### Source material
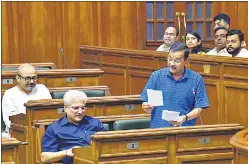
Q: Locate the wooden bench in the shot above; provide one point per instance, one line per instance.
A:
(10, 150)
(224, 77)
(208, 144)
(38, 66)
(59, 78)
(239, 143)
(39, 113)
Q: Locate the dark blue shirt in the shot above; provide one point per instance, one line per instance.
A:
(62, 135)
(183, 95)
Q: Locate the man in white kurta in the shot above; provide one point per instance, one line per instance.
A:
(26, 89)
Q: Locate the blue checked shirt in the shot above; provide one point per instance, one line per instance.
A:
(62, 135)
(183, 95)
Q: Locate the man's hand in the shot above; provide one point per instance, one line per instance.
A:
(147, 107)
(179, 122)
(69, 151)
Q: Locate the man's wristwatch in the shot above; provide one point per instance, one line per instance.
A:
(186, 117)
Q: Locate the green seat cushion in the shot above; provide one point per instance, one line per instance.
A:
(89, 93)
(132, 124)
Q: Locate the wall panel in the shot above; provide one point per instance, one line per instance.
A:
(35, 31)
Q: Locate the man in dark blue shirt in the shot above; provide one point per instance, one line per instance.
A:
(183, 90)
(72, 130)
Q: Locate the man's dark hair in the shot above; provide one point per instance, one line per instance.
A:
(223, 16)
(199, 47)
(220, 28)
(179, 47)
(177, 31)
(238, 32)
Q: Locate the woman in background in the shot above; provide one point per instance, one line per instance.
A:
(194, 42)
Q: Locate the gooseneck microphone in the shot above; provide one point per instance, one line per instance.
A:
(62, 52)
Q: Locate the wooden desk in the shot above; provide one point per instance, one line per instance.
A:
(207, 144)
(36, 65)
(10, 150)
(59, 78)
(240, 147)
(30, 127)
(224, 77)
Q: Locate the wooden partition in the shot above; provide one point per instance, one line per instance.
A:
(226, 78)
(104, 88)
(59, 77)
(30, 128)
(36, 65)
(240, 147)
(180, 145)
(10, 150)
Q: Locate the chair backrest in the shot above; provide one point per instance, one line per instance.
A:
(89, 93)
(132, 124)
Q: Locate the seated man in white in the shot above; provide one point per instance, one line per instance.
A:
(26, 89)
(171, 35)
(219, 41)
(234, 42)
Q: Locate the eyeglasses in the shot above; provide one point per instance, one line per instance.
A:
(28, 78)
(170, 34)
(76, 108)
(222, 36)
(177, 61)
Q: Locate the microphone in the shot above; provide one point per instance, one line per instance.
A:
(199, 114)
(62, 52)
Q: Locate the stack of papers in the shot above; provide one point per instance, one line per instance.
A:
(170, 115)
(155, 97)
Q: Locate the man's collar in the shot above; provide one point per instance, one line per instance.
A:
(185, 73)
(65, 121)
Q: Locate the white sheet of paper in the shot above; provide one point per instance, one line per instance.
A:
(155, 97)
(170, 115)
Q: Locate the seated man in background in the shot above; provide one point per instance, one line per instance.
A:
(72, 130)
(220, 42)
(183, 90)
(171, 35)
(26, 89)
(222, 20)
(234, 41)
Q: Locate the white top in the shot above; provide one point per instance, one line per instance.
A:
(222, 52)
(14, 99)
(163, 49)
(243, 53)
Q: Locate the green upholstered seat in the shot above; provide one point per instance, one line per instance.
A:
(132, 124)
(89, 93)
(106, 126)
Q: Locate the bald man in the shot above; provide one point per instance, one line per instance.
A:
(25, 90)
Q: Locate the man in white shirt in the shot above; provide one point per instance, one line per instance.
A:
(171, 35)
(220, 42)
(26, 89)
(234, 41)
(222, 20)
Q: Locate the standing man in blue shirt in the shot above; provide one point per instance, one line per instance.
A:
(72, 130)
(183, 90)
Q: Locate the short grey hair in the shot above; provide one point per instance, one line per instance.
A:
(25, 65)
(74, 95)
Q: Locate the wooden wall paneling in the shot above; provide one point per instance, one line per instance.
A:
(129, 18)
(115, 78)
(78, 28)
(236, 104)
(212, 114)
(216, 158)
(139, 70)
(137, 80)
(141, 25)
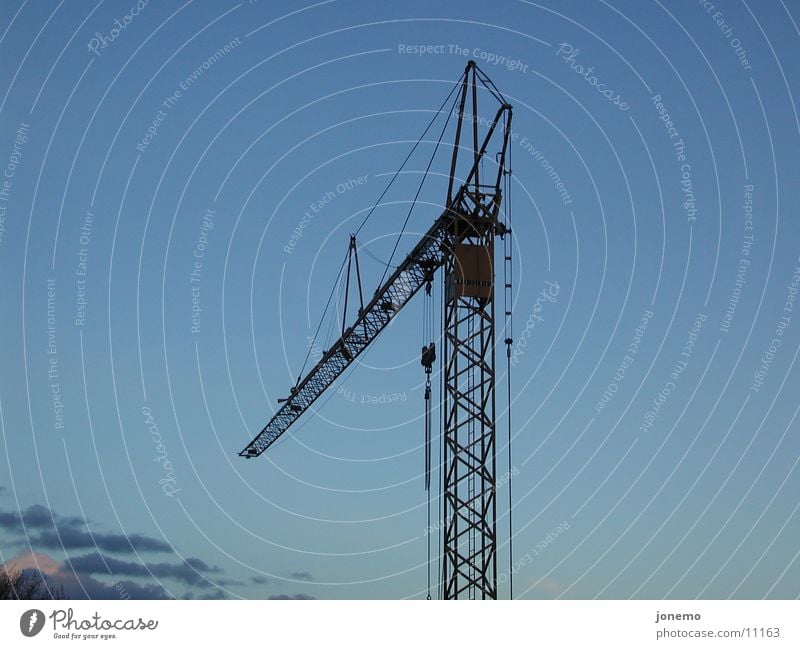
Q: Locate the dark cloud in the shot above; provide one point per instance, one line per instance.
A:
(47, 529)
(85, 587)
(191, 571)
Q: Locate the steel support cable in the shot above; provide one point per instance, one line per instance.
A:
(410, 153)
(419, 189)
(508, 274)
(322, 319)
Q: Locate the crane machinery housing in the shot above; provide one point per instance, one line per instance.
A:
(461, 242)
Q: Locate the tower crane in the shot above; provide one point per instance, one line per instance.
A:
(461, 243)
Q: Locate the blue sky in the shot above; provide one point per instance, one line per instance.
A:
(206, 132)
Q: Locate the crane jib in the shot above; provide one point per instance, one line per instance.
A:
(389, 299)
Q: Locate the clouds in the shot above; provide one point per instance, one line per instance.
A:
(104, 565)
(95, 573)
(191, 571)
(39, 527)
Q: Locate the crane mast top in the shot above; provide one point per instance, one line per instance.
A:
(473, 211)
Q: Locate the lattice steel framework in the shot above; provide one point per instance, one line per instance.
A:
(461, 241)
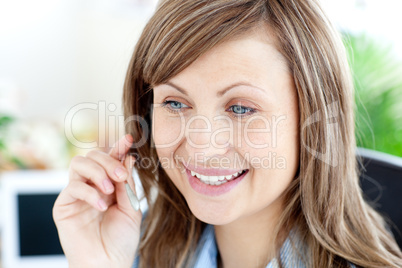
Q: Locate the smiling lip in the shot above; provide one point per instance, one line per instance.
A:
(214, 190)
(212, 171)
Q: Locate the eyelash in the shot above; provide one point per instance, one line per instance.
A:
(167, 104)
(249, 111)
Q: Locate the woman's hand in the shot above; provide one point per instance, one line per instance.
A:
(96, 223)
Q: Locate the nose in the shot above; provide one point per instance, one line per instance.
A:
(208, 137)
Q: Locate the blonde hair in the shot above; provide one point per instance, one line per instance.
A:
(324, 201)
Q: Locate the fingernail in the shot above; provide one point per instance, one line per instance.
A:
(102, 205)
(108, 186)
(121, 173)
(132, 162)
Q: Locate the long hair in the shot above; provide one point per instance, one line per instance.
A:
(324, 201)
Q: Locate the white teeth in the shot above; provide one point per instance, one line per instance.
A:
(221, 178)
(215, 180)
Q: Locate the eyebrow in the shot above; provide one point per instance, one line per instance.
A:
(220, 93)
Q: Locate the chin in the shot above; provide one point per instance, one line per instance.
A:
(214, 213)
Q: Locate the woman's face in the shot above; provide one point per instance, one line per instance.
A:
(226, 130)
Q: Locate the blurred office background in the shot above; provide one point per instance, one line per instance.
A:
(63, 63)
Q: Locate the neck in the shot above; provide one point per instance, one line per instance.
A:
(248, 242)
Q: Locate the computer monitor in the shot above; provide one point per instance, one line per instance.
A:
(29, 235)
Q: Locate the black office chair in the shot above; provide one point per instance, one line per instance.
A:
(381, 181)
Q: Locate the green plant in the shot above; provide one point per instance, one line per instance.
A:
(5, 120)
(377, 75)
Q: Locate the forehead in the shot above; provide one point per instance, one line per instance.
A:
(251, 58)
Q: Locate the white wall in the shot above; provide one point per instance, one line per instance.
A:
(59, 53)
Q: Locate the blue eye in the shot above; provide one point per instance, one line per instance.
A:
(174, 105)
(239, 110)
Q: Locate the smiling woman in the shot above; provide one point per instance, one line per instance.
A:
(250, 104)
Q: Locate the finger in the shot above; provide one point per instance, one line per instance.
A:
(114, 168)
(78, 190)
(86, 169)
(121, 147)
(123, 200)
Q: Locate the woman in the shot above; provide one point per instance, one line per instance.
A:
(250, 108)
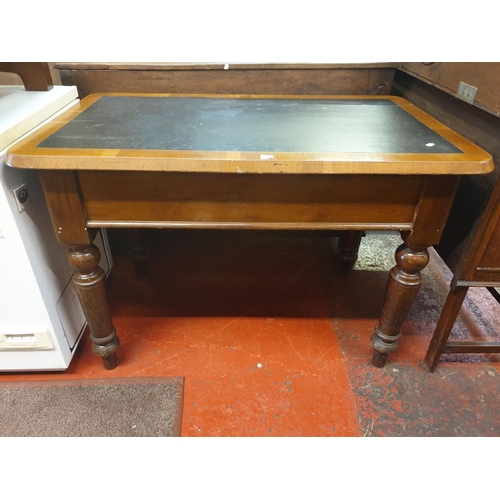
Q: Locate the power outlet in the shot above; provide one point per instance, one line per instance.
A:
(466, 92)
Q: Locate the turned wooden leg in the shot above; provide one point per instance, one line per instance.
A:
(402, 287)
(89, 281)
(348, 250)
(444, 326)
(138, 250)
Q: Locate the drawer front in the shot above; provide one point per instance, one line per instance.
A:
(248, 199)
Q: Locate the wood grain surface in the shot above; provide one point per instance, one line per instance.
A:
(474, 160)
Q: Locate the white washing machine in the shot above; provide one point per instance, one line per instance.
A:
(41, 320)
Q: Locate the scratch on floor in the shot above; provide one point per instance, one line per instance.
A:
(158, 363)
(323, 355)
(295, 350)
(369, 429)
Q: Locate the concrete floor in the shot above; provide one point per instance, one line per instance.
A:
(272, 342)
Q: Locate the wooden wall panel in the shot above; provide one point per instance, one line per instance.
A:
(448, 75)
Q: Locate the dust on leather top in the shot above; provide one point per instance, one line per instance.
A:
(247, 124)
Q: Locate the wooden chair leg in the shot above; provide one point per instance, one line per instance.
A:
(444, 326)
(348, 250)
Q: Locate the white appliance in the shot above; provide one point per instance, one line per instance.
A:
(41, 320)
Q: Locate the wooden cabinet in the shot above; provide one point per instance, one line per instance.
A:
(470, 244)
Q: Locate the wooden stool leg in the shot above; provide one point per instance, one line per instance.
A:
(444, 326)
(89, 281)
(138, 250)
(348, 250)
(402, 287)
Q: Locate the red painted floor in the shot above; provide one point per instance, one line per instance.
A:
(272, 342)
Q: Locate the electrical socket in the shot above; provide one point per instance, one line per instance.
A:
(466, 92)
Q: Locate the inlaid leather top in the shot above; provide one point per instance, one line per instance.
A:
(249, 134)
(257, 125)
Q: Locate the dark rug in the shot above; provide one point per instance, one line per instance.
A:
(125, 407)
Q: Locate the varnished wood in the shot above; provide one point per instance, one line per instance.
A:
(472, 347)
(249, 199)
(36, 76)
(65, 206)
(474, 160)
(238, 190)
(138, 250)
(402, 287)
(432, 211)
(174, 66)
(299, 79)
(474, 190)
(444, 326)
(89, 281)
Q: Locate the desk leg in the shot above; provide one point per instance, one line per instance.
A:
(348, 250)
(402, 287)
(89, 281)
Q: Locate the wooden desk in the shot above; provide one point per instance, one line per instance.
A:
(248, 162)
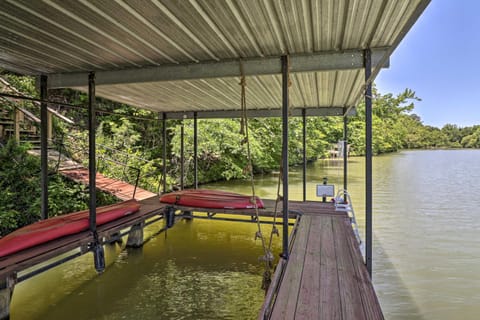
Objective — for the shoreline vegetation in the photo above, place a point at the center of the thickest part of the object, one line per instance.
(133, 138)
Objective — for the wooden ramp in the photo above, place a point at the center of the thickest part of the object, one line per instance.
(119, 189)
(17, 262)
(76, 172)
(325, 277)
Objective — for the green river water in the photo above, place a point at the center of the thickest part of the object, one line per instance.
(426, 251)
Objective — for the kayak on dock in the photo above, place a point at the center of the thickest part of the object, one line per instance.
(56, 227)
(211, 199)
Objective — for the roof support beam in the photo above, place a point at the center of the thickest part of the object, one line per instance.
(261, 113)
(320, 61)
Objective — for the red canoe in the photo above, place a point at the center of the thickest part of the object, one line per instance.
(211, 199)
(60, 226)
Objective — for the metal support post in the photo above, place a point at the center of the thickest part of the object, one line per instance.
(368, 161)
(164, 136)
(97, 248)
(182, 155)
(304, 143)
(44, 122)
(195, 150)
(345, 155)
(285, 84)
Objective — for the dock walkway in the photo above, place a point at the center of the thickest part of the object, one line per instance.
(325, 276)
(120, 189)
(78, 173)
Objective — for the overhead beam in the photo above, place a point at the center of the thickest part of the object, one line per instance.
(260, 113)
(321, 61)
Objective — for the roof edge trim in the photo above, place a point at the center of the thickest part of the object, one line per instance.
(320, 61)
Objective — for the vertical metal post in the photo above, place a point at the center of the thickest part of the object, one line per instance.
(164, 138)
(345, 155)
(368, 161)
(182, 154)
(98, 254)
(44, 119)
(195, 150)
(285, 83)
(304, 142)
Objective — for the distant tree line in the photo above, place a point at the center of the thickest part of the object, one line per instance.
(221, 154)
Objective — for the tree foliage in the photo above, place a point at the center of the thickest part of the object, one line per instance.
(130, 142)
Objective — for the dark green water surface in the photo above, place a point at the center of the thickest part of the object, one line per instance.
(426, 252)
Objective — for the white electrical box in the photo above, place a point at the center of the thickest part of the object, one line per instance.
(325, 190)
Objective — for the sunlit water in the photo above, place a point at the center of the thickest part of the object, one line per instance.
(426, 252)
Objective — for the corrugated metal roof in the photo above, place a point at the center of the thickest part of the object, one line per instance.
(61, 37)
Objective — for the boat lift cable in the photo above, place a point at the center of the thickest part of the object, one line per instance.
(279, 196)
(266, 280)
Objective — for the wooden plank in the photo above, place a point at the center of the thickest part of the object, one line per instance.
(308, 305)
(330, 303)
(286, 302)
(118, 188)
(352, 307)
(369, 298)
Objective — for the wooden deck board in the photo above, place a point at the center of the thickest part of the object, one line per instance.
(332, 281)
(349, 294)
(308, 304)
(32, 256)
(291, 281)
(330, 306)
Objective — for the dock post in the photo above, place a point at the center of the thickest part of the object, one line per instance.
(164, 151)
(6, 292)
(345, 155)
(135, 236)
(170, 217)
(195, 150)
(304, 143)
(285, 84)
(182, 154)
(368, 161)
(44, 125)
(96, 247)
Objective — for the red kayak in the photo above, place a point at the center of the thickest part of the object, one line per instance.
(60, 226)
(211, 199)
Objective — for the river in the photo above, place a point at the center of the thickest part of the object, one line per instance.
(425, 258)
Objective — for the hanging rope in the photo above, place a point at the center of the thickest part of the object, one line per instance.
(268, 256)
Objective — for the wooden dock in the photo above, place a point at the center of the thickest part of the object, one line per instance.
(325, 276)
(119, 189)
(15, 263)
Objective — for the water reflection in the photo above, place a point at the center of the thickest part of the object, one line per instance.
(426, 251)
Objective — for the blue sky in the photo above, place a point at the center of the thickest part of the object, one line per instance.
(440, 60)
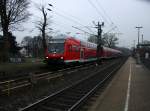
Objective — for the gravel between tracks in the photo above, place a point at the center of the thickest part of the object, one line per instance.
(28, 95)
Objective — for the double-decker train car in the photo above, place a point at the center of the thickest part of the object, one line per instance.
(69, 50)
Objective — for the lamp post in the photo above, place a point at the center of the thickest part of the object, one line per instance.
(138, 28)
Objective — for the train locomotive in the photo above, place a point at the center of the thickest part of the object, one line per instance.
(69, 50)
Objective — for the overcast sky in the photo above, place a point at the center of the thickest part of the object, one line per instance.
(125, 14)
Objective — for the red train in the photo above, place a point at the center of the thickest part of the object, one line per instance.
(70, 50)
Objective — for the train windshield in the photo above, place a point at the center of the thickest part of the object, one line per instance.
(56, 46)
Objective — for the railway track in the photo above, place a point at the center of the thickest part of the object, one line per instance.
(21, 82)
(72, 97)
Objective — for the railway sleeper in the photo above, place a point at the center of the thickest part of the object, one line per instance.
(45, 108)
(59, 106)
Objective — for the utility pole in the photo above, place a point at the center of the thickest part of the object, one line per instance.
(138, 28)
(142, 39)
(138, 53)
(99, 39)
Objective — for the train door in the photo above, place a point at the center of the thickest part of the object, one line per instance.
(82, 54)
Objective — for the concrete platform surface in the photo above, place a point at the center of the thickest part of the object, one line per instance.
(129, 90)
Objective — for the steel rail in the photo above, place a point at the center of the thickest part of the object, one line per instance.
(76, 97)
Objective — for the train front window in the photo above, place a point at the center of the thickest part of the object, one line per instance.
(56, 48)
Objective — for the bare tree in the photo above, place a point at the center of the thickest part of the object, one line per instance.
(42, 24)
(12, 13)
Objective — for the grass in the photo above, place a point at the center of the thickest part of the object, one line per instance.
(30, 65)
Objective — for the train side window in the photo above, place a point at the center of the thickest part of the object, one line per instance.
(70, 48)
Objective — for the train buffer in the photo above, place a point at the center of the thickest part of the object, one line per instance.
(129, 90)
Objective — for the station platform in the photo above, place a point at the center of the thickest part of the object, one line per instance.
(129, 90)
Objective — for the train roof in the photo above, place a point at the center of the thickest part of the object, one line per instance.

### Problem to work on
Begin at the first line of the records and please reproduce every line exactly through the one containing "Q: Locate the green seat", leaving all pictures out.

### Reply
Q: Locate the wooden bench in the shot above; provide one point per instance, one line per instance.
A:
(10, 150)
(224, 77)
(208, 144)
(38, 66)
(59, 78)
(239, 143)
(39, 113)
Q: Locate the dark blue shirt in the shot above; provide one point per instance, one line per instance.
A:
(62, 135)
(183, 95)
Q: Locate the man in white kurta in the shot above; provide one point per instance, one line per instance.
A:
(26, 89)
Q: Locate the blue checked shirt in the shot above; provide one point per instance, one line per instance.
A:
(62, 135)
(183, 95)
Q: Locate the man's hand in the shot above; provide one point per instance, one line per instance.
A:
(147, 107)
(179, 122)
(69, 151)
Q: Locate the man's wristwatch in the shot above; provide one point per instance, one line per instance.
A:
(186, 117)
Q: Locate the green seat cushion in the shot above; provide one point per instance, one line per instance.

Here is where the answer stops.